▶ **EXERCISE OBJECTIVE**:
Pull out every line of the material below that contains the string "ceiling", and treat uppercase and lowercase as different.

▶ **MATERIAL FOR THE TASK**:
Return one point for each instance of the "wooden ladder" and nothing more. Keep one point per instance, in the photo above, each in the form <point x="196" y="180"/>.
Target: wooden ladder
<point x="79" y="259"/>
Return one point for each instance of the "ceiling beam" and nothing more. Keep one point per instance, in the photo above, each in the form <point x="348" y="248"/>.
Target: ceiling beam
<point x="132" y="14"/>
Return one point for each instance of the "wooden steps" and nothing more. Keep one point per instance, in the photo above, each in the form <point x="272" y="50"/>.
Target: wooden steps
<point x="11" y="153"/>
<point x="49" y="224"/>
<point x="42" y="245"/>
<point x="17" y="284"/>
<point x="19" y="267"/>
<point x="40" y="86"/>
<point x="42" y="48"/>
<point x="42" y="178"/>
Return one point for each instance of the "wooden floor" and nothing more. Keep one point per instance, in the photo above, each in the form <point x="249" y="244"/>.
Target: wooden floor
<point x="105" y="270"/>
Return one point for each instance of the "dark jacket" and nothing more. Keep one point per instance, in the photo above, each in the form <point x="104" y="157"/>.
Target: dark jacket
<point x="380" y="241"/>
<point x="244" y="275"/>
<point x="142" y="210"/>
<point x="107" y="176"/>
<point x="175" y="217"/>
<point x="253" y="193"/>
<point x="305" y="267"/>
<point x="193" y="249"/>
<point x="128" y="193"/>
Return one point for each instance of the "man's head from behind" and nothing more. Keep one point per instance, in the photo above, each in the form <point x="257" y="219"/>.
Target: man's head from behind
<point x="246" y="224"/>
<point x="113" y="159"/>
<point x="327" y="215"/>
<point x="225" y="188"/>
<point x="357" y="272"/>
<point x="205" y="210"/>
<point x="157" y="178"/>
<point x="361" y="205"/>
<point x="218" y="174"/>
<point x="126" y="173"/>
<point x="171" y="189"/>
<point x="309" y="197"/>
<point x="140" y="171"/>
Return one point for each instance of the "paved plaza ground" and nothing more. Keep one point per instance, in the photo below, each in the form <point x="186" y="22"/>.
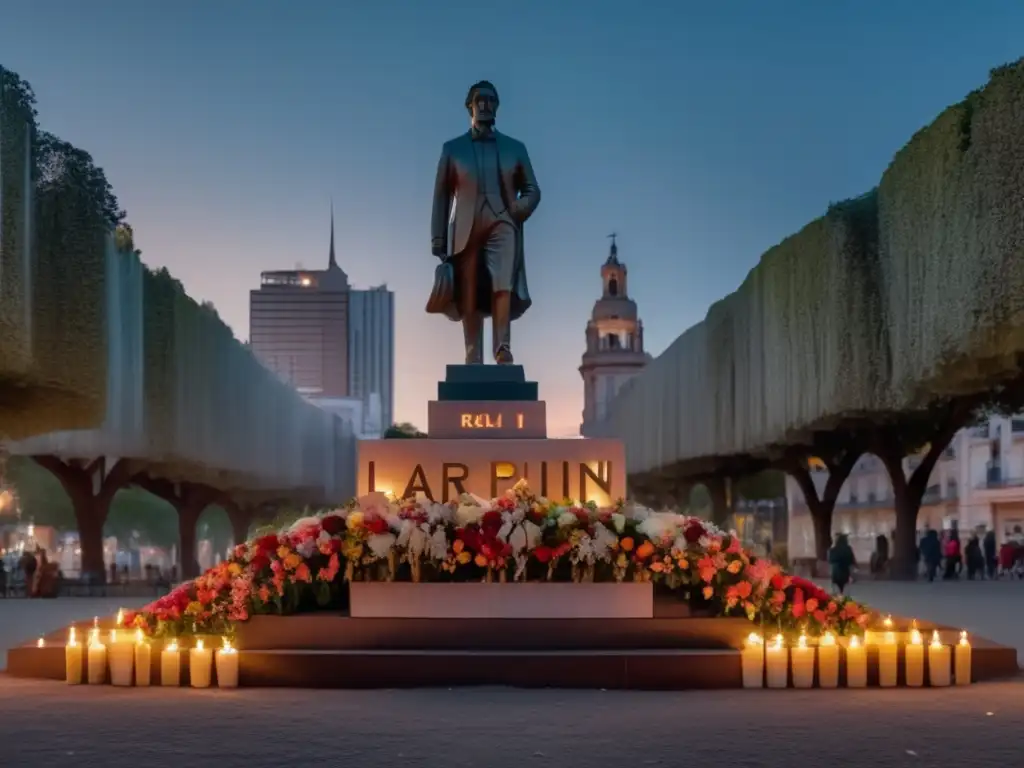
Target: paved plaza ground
<point x="48" y="724"/>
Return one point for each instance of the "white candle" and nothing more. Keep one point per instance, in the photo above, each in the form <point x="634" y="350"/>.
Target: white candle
<point x="200" y="666"/>
<point x="227" y="667"/>
<point x="73" y="659"/>
<point x="963" y="660"/>
<point x="914" y="660"/>
<point x="122" y="658"/>
<point x="777" y="664"/>
<point x="827" y="662"/>
<point x="938" y="663"/>
<point x="753" y="660"/>
<point x="856" y="664"/>
<point x="143" y="659"/>
<point x="170" y="665"/>
<point x="96" y="659"/>
<point x="802" y="660"/>
<point x="888" y="653"/>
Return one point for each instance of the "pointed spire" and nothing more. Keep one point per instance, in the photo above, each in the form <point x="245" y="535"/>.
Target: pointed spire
<point x="613" y="251"/>
<point x="332" y="262"/>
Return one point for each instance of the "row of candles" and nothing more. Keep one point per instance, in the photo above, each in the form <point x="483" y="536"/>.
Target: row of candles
<point x="773" y="664"/>
<point x="130" y="660"/>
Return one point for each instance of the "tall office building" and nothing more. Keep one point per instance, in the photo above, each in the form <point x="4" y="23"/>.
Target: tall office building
<point x="371" y="348"/>
<point x="330" y="342"/>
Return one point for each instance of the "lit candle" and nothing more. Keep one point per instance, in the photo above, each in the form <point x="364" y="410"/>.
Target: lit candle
<point x="753" y="659"/>
<point x="143" y="659"/>
<point x="200" y="666"/>
<point x="938" y="663"/>
<point x="856" y="664"/>
<point x="827" y="662"/>
<point x="170" y="665"/>
<point x="96" y="663"/>
<point x="914" y="660"/>
<point x="777" y="663"/>
<point x="802" y="660"/>
<point x="122" y="658"/>
<point x="888" y="653"/>
<point x="964" y="660"/>
<point x="73" y="659"/>
<point x="227" y="667"/>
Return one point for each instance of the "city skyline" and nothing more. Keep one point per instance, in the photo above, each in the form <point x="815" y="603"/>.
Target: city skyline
<point x="225" y="159"/>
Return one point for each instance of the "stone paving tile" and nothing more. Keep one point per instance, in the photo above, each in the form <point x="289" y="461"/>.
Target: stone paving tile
<point x="49" y="724"/>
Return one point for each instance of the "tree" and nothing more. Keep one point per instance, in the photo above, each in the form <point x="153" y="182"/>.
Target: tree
<point x="402" y="430"/>
<point x="61" y="165"/>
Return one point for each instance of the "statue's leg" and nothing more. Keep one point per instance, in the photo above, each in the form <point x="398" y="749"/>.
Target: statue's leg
<point x="472" y="321"/>
<point x="501" y="263"/>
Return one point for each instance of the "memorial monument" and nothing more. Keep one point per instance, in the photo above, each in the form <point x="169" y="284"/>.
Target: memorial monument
<point x="487" y="427"/>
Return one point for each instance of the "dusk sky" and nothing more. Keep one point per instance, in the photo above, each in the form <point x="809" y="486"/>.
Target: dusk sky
<point x="704" y="133"/>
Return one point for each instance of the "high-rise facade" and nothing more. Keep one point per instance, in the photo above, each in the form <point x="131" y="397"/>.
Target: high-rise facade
<point x="329" y="341"/>
<point x="614" y="343"/>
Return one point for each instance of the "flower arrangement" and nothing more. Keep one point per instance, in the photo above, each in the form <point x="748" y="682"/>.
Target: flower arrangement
<point x="517" y="537"/>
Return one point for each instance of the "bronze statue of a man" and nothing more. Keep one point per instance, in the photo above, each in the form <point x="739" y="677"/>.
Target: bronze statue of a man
<point x="487" y="178"/>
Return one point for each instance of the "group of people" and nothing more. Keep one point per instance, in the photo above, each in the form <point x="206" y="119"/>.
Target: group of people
<point x="38" y="574"/>
<point x="980" y="557"/>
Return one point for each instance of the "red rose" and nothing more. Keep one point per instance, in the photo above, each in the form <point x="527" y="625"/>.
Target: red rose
<point x="267" y="543"/>
<point x="333" y="524"/>
<point x="543" y="554"/>
<point x="377" y="525"/>
<point x="693" y="531"/>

▶ **SOLUTION TO THE EXERCISE**:
Return one point for each instance of the "ceiling beam" and nothing more. Keep one point per instance, in the photo above, each in the form <point x="348" y="248"/>.
Target: ceiling beam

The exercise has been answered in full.